◆ Short task 1
Duplicate the listing lines word for word, starting at the line that contains "[locate] rock outcrop" and ending after the final line of the listing.

◆ Selected excerpt
══════════════════════════════

Born in Chile on November 11, 1911 (or 11-11-11), Matta is best known for his association with the surrealist movement, which he joined in 1937. He was introduced to Salvador Dali and André Breton by his friend, the poet Federico Garcia Lorca, and quickly became the favorite son. His paintings extended the possibilities of biomorphic forms (practiced earlier by André Masson and Yves Tanguy) with gestural swirls and unbridled inspiration, charting a new dimension of the imagination.

With the surrealist movement having begun in 1924, Matta represented “new blood,” a younger generation that entered into the elite avant-garde circle at a crucial time and participated with the movement’s founders in the Exposition Internationale du Surrealisme held at the Galerie des Beaux-Arts in Paris (1938). That same year, Marcel Duchamp encouraged him to travel and settle in New York (as many others did) to avoid staying in Nazi-occupied Europe.

Matta had an almost instant impact on his new American artist friends, such as Robert Motherwell, Gordon Onslow Ford, William Baziotes, Jackson Pollock, Willem de Kooning, Hans Hofmann, and Arshile Gorky, among others. He applied “automatic technique” in his artwork by a colored stain and orchestrating the composition by directly tracing solid forms and infusing them with fields of color. He painted spontaneously, directly tapping into his subconscious. He was declared by Motherwell to be a “hypnotic proselytizer” who, on their joint trip to Mexico, expressed a desire to make a “palace revolution” inside the kingdom of surrealism, then ruled tyrannically by Breton.

The idea of “abstract-surrealism,” if such a thing could exist, probably started with Matta’s experiments and then mutated into “abstract-expressionism,” which was adopted by American artists and grudgingly acknowledged by Breton to be a uniquely American contribution as vital as jazz.

By 1940, Matta had his first one-man exhibition at the Julien Levy Gallery in New York, followed by two other shows at Pierre Matisse (1941, ’42) and back again in 1943 at Julien Levy. He was prolific, sustaining at least two shows per year for a while, both at his usual galleries and also at Sidney Janis (1945, ’49). In 1948, he was expelled from the surrealist group for several years, accused of triggering Gorky’s suicide by having an affair with his wife. He was finally reinstated after due penitence in 1959.

══════════════════════════════

◆ Short task 2
Write out the passage on Matta word for word, beginning at the words "The idea of" and stopping after "penitence in 1959.".

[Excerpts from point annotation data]
══════════════════════════════

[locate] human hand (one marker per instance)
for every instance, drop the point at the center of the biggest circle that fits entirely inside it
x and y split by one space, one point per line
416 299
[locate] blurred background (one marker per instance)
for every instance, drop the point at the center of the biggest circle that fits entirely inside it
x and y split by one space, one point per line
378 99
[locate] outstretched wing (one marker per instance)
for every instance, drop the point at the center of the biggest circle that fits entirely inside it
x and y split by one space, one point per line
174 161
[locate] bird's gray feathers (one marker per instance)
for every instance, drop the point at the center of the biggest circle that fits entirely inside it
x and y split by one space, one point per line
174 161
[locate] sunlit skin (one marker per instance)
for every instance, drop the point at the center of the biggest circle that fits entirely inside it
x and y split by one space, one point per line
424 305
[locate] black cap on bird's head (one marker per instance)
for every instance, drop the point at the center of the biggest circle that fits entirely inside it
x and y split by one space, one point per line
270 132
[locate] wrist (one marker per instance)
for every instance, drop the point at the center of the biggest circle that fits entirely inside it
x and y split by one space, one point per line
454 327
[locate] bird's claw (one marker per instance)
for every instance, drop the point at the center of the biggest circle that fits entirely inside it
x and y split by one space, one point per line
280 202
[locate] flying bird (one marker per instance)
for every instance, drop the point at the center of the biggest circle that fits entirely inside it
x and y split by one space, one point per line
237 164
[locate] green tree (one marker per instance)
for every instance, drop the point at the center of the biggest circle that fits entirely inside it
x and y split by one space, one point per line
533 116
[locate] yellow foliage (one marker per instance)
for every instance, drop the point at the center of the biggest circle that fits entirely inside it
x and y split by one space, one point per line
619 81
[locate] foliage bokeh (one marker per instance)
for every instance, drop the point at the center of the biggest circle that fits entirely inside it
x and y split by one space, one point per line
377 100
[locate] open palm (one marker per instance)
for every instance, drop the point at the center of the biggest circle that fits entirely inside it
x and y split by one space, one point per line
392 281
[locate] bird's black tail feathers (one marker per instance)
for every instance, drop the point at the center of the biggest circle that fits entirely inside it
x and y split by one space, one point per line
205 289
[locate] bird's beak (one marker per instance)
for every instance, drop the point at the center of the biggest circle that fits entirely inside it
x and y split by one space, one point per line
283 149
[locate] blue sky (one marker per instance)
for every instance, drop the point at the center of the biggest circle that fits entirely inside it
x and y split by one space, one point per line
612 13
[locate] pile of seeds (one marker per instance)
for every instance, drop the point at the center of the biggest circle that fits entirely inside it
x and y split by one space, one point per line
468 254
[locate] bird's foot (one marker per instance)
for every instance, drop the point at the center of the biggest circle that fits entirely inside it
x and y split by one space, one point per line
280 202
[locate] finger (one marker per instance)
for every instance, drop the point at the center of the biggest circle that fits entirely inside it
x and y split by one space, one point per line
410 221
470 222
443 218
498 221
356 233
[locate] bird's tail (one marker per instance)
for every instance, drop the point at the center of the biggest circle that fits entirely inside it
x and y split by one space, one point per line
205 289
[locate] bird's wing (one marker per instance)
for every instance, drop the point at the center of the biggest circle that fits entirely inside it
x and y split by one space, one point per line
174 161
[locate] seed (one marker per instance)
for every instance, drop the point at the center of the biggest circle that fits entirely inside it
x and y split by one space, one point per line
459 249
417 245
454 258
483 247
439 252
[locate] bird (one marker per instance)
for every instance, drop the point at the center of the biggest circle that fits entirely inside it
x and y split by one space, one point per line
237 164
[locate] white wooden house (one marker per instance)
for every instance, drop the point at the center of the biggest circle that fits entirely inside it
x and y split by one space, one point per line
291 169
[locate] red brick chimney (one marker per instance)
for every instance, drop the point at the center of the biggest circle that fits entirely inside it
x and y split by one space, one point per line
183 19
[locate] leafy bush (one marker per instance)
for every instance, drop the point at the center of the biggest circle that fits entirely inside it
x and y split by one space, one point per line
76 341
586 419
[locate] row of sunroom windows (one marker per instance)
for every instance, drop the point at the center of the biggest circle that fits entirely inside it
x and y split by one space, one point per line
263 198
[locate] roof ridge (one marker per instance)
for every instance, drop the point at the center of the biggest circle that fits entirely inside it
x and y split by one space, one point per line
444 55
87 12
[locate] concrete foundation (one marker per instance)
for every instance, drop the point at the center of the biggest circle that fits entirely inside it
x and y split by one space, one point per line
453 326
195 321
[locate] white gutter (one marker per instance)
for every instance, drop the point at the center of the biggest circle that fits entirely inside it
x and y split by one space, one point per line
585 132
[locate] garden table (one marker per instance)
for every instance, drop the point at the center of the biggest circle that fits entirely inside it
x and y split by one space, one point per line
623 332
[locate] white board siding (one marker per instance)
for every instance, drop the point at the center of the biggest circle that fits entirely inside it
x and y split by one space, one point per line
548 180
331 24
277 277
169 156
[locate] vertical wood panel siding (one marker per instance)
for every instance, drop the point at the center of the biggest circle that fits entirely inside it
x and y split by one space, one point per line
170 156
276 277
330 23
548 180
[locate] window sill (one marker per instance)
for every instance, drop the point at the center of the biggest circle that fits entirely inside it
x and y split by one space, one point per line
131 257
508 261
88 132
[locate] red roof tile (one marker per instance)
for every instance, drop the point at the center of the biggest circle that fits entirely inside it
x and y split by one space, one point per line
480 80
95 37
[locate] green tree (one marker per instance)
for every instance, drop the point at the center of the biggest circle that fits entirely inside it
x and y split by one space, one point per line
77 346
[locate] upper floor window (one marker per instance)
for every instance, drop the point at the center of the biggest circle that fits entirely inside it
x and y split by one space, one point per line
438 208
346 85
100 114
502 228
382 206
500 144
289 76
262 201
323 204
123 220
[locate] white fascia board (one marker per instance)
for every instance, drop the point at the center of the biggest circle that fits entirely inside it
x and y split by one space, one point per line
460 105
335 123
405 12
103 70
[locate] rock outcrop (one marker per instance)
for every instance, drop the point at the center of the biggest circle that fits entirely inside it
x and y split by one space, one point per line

══════════════════════════════

◆ Task result 1
[locate] rock outcrop (one marker per instance)
for every instance, drop the point at the center of the biggest circle that fits entirely inside it
x and y split by one space, one point per line

◆ Task result 2
The idea of “abstract-surrealism,” if such a thing could exist, probably started with Matta’s experiments and then mutated into “abstract-expressionism,” which was adopted by American artists and grudgingly acknowledged by Breton to be a uniquely American contribution as vital as jazz.

By 1940, Matta had his first one-man exhibition at the Julien Levy Gallery in New York, followed by two other shows at Pierre Matisse (1941, ’42) and back again in 1943 at Julien Levy. He was prolific, sustaining at least two shows per year for a while, both at his usual galleries and also at Sidney Janis (1945, ’49). In 1948, he was expelled from the surrealist group for several years, accused of triggering Gorky’s suicide by having an affair with his wife. He was finally reinstated after due penitence in 1959.